- [Problem statement]: Quote, without any change, the line that contains "Target — round wooden table." and all lines that follow it to the end of the data below.

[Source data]
------------------------------

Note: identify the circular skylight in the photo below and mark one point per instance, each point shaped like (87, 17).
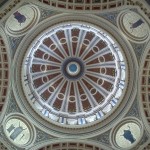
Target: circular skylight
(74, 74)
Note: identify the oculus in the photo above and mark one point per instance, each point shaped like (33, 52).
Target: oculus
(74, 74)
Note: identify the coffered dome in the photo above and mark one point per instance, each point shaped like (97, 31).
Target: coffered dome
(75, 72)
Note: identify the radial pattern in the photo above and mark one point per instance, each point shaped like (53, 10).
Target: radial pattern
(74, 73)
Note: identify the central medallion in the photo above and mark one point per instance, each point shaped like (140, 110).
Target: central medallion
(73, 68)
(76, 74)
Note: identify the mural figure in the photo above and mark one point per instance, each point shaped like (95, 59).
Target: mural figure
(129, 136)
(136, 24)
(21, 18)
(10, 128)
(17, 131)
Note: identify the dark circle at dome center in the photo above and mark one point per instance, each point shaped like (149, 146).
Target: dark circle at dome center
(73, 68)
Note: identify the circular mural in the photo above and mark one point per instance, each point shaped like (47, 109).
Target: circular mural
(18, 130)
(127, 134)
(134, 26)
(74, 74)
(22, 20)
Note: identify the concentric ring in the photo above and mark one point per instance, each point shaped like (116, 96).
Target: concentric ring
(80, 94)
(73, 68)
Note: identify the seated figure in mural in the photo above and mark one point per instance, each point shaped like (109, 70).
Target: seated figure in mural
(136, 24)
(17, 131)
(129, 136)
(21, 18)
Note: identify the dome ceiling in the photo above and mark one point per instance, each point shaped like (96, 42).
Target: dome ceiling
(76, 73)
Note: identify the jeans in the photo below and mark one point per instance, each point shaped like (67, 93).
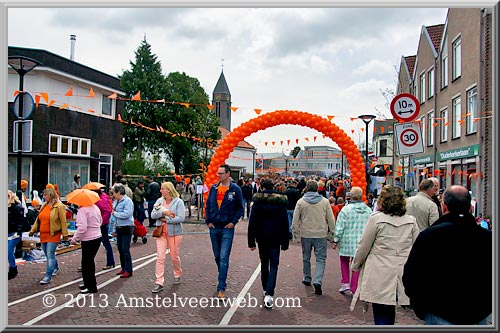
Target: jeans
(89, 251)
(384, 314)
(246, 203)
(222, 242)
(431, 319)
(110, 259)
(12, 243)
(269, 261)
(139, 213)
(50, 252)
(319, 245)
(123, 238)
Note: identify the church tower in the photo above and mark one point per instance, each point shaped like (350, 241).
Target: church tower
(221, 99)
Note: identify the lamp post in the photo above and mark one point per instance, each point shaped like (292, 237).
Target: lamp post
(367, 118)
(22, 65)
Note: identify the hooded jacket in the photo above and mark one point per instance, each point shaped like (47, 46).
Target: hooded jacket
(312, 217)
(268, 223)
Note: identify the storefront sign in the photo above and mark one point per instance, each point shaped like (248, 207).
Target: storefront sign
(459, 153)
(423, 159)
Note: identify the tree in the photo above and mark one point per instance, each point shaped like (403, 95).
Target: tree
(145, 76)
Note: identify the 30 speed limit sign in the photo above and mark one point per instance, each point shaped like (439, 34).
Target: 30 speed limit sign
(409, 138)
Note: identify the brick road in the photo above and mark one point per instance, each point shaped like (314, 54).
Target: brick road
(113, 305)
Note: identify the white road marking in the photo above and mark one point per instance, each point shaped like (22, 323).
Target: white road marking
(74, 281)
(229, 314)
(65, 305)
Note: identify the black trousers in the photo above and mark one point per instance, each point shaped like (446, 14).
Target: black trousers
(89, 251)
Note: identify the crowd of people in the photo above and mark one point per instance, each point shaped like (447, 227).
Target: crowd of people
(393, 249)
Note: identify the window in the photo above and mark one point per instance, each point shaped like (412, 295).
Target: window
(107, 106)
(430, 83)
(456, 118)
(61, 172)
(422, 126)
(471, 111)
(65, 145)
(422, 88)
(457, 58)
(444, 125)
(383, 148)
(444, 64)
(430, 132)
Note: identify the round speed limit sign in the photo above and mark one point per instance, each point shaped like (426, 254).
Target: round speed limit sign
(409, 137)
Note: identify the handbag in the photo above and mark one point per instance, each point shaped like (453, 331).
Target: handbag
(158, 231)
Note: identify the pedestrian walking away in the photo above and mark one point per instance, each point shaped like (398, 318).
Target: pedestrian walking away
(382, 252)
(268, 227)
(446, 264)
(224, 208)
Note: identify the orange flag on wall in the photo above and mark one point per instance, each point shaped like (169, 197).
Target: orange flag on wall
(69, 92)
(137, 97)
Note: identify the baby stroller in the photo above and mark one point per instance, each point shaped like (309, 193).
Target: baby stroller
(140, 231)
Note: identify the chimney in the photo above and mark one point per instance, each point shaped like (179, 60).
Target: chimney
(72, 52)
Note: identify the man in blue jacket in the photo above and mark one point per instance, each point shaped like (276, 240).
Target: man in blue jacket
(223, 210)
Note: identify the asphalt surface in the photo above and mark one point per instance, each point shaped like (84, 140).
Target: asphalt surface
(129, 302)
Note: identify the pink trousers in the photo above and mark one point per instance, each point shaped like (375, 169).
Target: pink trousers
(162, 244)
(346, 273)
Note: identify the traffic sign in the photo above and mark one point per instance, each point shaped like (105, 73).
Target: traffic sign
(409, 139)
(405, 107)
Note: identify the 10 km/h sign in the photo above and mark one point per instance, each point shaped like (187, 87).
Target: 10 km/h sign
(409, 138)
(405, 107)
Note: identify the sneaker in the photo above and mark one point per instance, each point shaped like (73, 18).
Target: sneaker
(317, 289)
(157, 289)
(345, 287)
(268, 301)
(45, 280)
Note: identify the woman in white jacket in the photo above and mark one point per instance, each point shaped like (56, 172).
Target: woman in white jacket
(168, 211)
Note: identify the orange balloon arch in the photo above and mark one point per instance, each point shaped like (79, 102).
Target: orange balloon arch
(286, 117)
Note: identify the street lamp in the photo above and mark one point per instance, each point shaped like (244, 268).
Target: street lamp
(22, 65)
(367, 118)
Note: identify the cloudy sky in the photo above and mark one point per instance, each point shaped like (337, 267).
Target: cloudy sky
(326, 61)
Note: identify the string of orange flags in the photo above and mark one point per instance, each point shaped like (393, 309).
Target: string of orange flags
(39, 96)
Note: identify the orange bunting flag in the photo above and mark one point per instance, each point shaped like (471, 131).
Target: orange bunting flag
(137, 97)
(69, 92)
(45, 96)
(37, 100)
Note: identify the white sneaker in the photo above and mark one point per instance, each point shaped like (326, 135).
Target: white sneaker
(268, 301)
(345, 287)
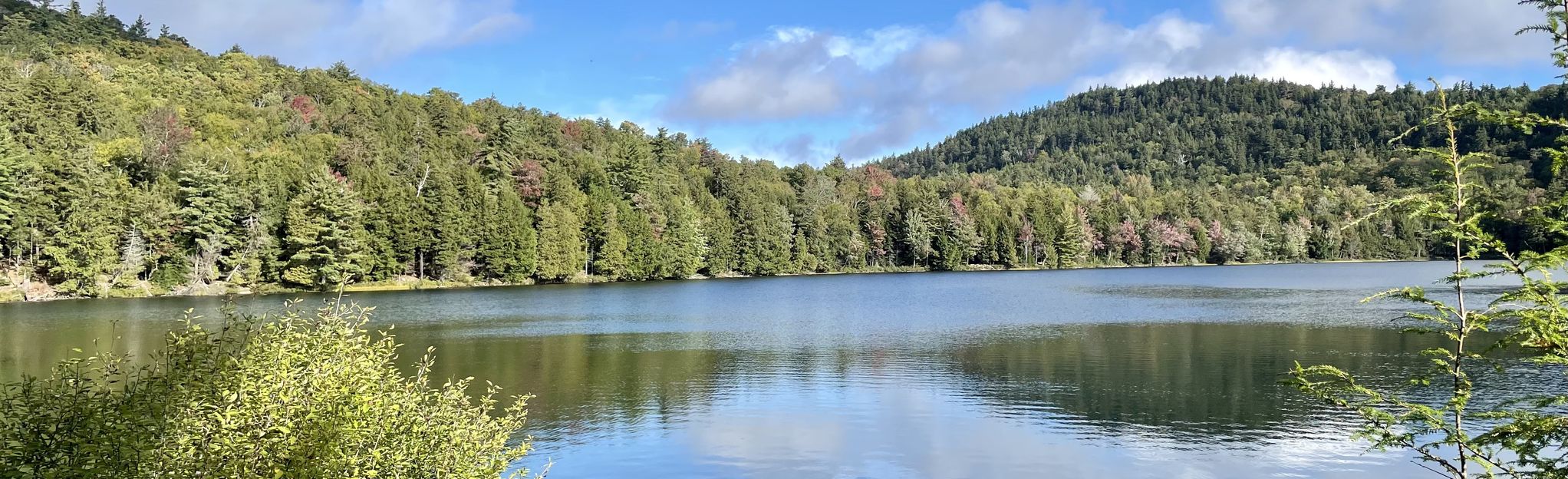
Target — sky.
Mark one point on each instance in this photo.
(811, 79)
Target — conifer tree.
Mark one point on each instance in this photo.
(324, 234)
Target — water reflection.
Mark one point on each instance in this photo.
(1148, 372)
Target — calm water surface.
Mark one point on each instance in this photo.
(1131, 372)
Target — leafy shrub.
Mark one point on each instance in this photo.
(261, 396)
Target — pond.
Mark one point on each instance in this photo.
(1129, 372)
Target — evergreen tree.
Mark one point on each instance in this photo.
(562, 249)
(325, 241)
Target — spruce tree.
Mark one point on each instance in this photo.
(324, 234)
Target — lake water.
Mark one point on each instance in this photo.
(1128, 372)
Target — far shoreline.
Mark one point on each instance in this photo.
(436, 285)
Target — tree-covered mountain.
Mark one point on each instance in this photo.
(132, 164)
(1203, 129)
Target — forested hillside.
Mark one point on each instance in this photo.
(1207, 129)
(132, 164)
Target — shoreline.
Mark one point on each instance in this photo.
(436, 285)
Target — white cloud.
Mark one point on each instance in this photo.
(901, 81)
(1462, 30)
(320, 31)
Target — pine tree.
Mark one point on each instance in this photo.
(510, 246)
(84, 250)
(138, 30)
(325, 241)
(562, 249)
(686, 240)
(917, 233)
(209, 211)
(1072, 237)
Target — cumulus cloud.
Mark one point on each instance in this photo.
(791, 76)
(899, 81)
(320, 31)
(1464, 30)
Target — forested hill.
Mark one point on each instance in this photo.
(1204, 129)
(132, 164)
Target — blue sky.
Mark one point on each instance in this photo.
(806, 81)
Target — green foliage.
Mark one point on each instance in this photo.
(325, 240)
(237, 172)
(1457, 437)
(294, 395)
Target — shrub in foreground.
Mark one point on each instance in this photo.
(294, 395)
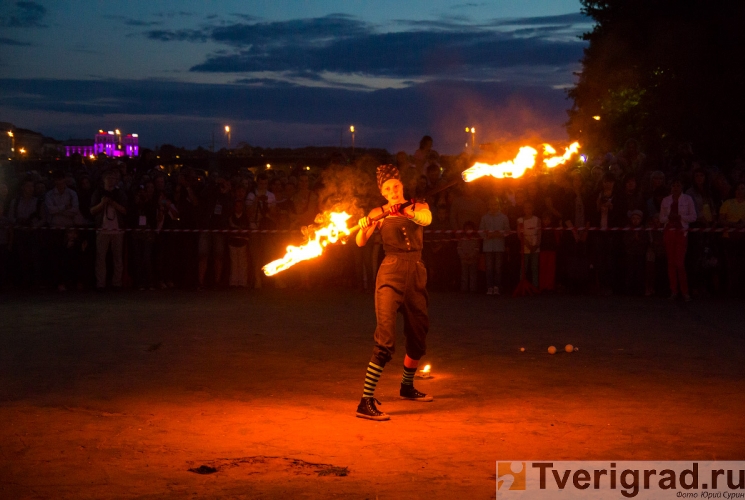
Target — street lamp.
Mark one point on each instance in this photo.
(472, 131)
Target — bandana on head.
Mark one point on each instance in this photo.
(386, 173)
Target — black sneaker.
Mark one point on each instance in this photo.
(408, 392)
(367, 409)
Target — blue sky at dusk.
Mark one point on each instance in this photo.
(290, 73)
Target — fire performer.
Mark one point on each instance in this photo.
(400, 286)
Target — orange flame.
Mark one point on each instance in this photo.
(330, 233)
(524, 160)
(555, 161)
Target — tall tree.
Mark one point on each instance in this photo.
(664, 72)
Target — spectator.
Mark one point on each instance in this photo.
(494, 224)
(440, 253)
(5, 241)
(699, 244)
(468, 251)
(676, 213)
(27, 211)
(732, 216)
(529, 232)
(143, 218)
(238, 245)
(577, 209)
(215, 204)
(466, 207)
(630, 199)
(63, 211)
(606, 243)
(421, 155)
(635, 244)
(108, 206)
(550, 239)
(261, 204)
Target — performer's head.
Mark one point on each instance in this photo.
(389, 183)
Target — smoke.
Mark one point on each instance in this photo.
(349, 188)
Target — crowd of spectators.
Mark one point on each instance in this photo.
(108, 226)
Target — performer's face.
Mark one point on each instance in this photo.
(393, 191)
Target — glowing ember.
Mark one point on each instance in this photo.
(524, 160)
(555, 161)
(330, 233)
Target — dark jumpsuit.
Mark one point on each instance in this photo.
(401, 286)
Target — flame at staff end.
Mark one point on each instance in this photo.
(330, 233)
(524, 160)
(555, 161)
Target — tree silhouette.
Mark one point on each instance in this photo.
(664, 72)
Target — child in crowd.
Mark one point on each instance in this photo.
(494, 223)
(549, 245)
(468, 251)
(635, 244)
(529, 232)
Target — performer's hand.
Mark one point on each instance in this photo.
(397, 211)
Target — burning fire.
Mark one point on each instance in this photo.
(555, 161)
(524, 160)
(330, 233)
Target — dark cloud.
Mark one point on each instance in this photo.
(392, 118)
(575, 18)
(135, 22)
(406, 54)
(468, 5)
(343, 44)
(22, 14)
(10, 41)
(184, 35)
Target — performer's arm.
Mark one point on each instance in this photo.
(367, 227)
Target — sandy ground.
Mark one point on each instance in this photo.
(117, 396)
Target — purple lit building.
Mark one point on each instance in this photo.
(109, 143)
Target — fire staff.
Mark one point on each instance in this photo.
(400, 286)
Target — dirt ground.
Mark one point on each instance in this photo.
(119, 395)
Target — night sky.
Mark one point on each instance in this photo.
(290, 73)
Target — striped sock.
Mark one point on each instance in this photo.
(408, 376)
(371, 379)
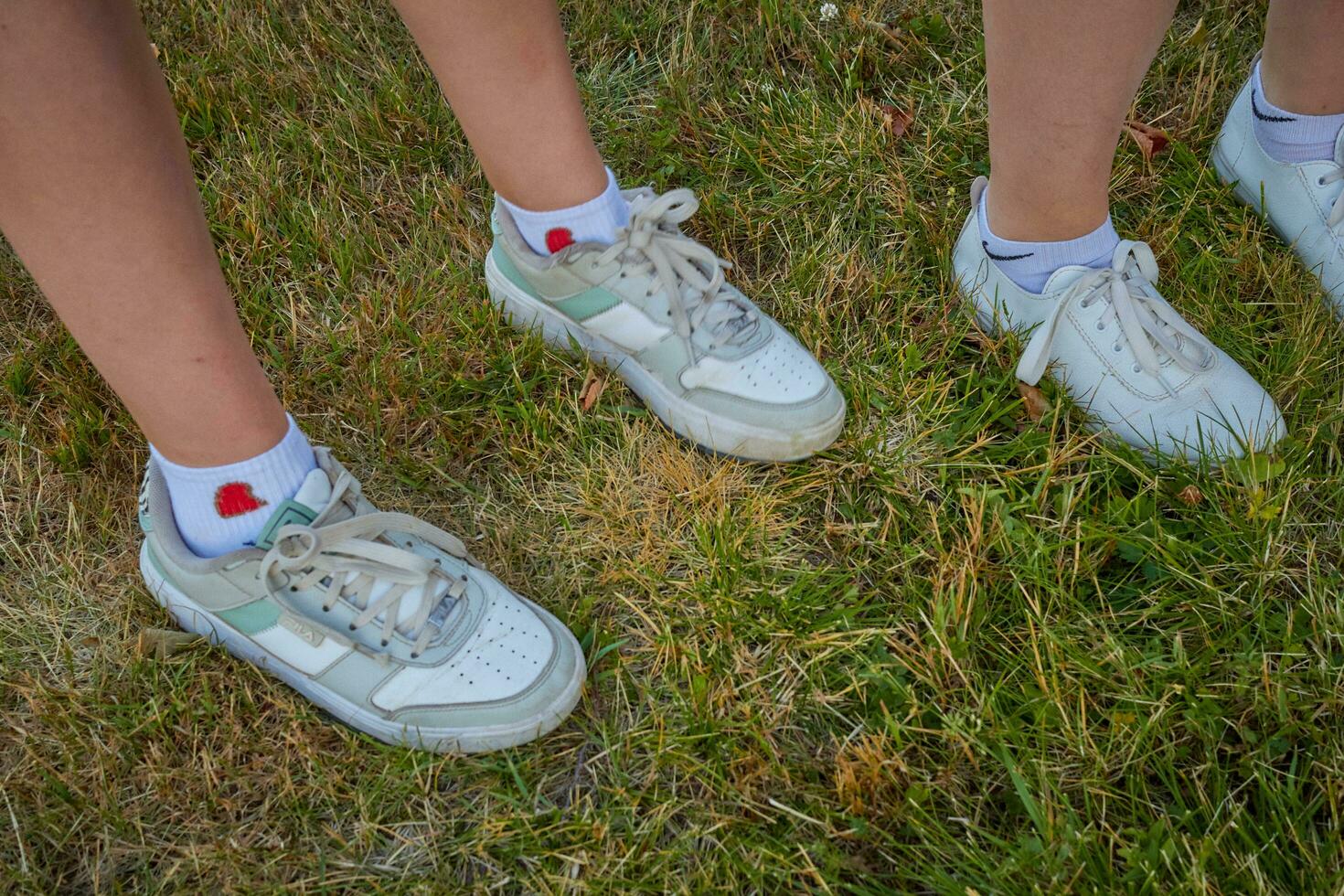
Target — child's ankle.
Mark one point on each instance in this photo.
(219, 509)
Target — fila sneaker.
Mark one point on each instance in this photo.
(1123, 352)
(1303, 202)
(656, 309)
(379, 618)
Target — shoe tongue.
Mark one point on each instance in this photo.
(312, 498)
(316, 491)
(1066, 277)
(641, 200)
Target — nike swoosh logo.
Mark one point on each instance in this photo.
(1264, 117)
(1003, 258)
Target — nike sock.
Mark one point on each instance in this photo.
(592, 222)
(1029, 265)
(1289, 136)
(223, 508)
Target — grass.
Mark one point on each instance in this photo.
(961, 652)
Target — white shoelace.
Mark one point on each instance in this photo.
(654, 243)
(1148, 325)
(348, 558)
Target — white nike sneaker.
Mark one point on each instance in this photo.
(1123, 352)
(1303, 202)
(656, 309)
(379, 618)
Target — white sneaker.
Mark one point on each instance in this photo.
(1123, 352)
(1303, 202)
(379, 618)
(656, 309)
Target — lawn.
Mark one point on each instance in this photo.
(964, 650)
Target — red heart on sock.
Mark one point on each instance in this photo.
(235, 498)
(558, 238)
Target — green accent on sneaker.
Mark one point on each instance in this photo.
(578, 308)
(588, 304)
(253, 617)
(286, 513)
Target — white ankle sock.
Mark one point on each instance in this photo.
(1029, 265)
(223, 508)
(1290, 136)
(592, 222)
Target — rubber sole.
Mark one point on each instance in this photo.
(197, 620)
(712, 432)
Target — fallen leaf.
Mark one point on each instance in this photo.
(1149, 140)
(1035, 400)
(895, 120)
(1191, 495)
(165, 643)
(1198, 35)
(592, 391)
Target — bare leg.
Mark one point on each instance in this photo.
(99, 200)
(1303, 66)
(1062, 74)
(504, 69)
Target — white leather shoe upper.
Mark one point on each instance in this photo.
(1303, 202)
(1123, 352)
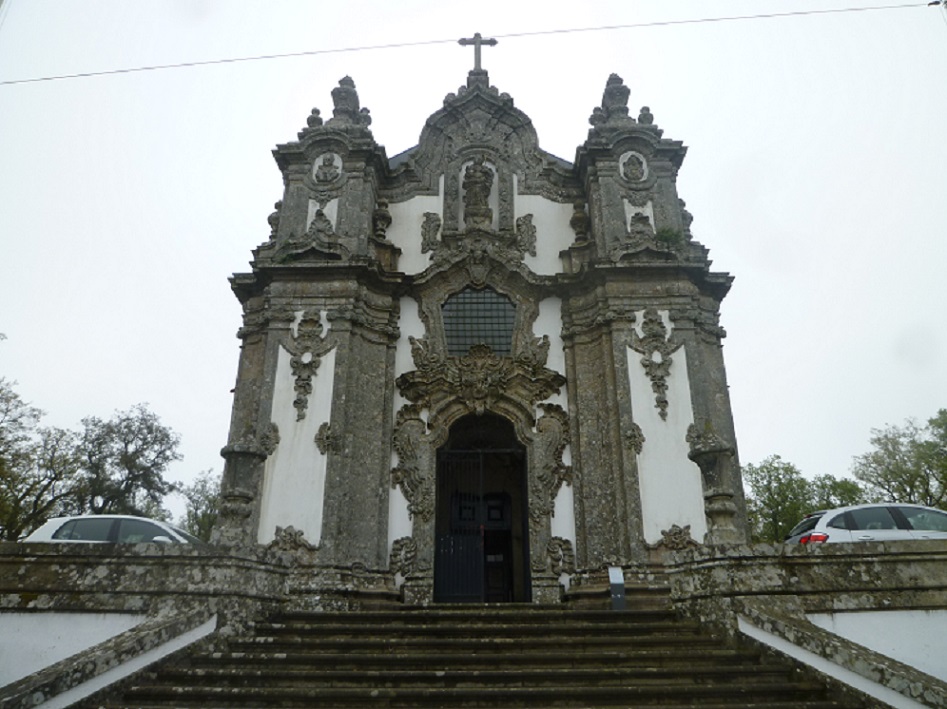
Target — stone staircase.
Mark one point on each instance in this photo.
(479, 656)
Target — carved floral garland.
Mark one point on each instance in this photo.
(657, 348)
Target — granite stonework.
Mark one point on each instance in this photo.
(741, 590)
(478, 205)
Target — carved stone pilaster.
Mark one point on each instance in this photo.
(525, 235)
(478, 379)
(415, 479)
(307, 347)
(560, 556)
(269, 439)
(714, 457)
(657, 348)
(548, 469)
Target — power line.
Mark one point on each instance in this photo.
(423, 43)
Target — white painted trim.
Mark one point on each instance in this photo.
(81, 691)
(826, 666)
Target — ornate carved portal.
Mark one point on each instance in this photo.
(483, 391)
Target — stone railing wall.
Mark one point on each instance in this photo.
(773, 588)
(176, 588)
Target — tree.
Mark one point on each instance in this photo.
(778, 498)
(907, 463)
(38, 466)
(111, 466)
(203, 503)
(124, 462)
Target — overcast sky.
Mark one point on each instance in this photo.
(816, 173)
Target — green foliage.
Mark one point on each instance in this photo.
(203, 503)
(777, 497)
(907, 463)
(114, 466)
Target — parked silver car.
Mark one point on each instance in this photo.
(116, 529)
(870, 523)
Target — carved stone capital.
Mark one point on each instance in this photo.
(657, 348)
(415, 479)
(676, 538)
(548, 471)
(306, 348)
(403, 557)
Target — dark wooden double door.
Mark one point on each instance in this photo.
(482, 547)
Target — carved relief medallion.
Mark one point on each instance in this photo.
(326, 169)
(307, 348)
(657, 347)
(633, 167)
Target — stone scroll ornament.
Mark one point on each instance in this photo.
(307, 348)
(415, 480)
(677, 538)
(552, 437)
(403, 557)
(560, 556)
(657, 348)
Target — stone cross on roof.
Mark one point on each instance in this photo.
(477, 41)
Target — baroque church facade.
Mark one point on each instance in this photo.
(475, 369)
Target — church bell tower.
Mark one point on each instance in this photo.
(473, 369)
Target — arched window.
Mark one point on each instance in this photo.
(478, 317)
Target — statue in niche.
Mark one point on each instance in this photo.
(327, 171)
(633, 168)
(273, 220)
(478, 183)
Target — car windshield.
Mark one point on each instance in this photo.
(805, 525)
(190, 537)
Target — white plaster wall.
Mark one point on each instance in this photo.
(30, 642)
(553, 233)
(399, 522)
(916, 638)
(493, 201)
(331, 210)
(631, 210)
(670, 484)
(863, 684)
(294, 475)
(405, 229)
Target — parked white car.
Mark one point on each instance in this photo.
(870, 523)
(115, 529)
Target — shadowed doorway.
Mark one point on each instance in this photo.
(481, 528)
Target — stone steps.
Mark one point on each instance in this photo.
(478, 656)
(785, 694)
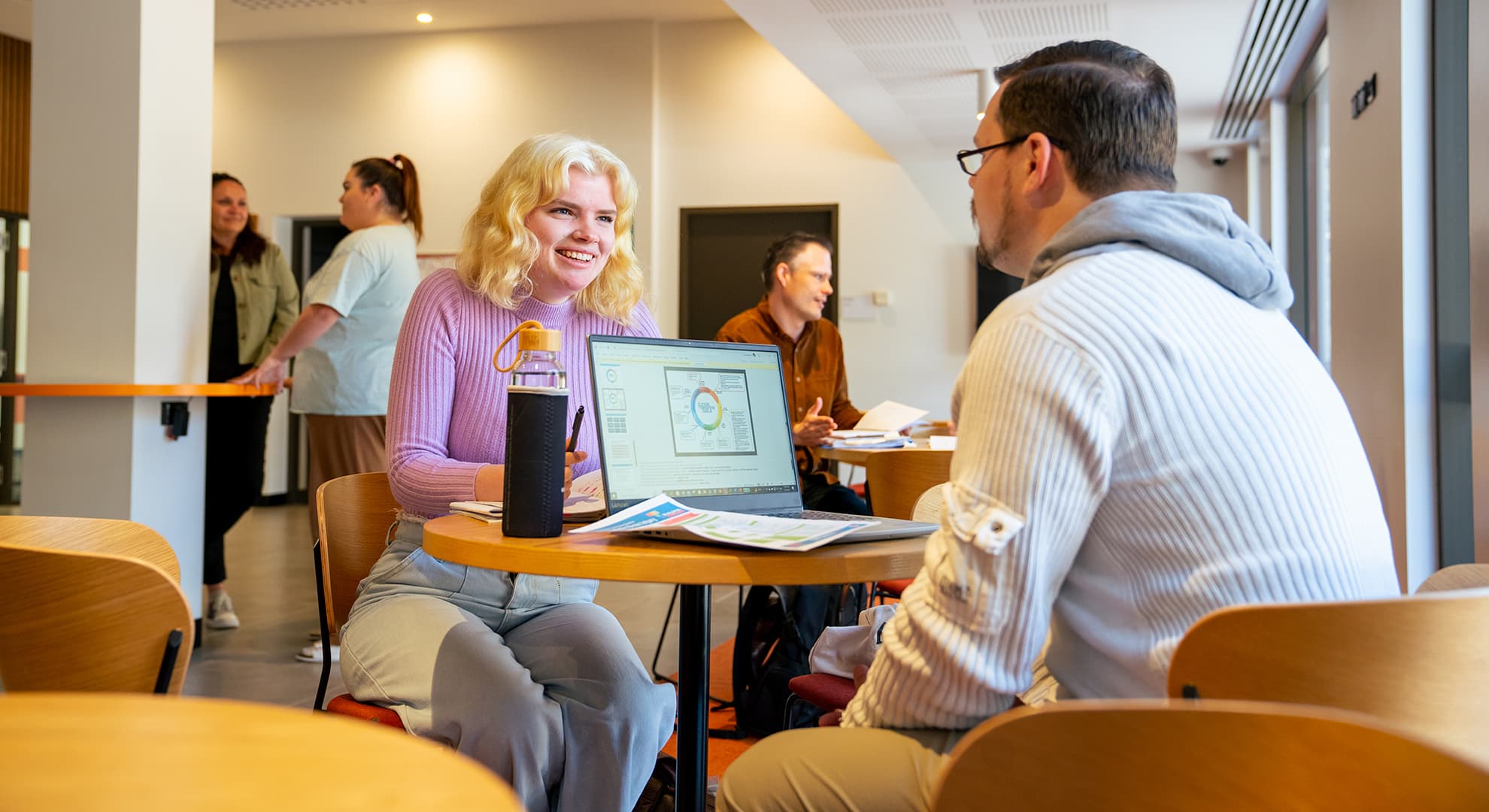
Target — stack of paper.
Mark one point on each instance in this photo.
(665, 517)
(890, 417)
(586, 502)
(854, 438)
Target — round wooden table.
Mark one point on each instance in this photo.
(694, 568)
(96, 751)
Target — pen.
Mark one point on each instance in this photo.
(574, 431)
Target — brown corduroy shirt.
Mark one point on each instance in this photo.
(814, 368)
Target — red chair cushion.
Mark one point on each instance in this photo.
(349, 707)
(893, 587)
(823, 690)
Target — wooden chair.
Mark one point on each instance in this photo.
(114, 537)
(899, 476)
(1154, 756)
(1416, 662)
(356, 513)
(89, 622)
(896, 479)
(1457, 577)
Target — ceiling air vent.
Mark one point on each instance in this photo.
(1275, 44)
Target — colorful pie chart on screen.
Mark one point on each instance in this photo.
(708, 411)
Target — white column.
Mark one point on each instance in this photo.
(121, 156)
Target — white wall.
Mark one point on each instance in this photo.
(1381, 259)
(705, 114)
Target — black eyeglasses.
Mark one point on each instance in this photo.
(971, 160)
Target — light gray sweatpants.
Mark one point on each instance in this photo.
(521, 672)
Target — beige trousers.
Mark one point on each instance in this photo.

------------------------------

- [Answer]:
Target — round wooden table.
Mark one point on each instance in this photo.
(694, 568)
(96, 751)
Target — pen.
Mark one point on each instance in this photo.
(574, 431)
Target — brown corduroy shirt.
Mark one point on each instance in this photo.
(814, 368)
Target — red chair cushion.
Mark one point on each instance in this photo.
(349, 707)
(893, 587)
(823, 690)
Target — wooden chair.
Mark one point on each instance in this photo.
(114, 537)
(899, 476)
(1154, 756)
(1416, 662)
(356, 513)
(89, 622)
(896, 479)
(1457, 577)
Target — ceiling air vent.
Mark one point on each instance in this photo.
(1275, 44)
Target — colorful pie chart on screen.
Mark one point on each instance in this photo.
(708, 411)
Target — white column.
Mark one point on each instance in this photo.
(121, 156)
Target — white wall.
Mark one point on each instance in this photo.
(1381, 259)
(705, 114)
Target — black eyeglasses.
Mark one point on each instance in this photo.
(971, 160)
Target — light gray sweatpants.
Mark one point on each instance in this photo.
(521, 672)
Target — beige trousers.
Mark one point on each instance in this photo.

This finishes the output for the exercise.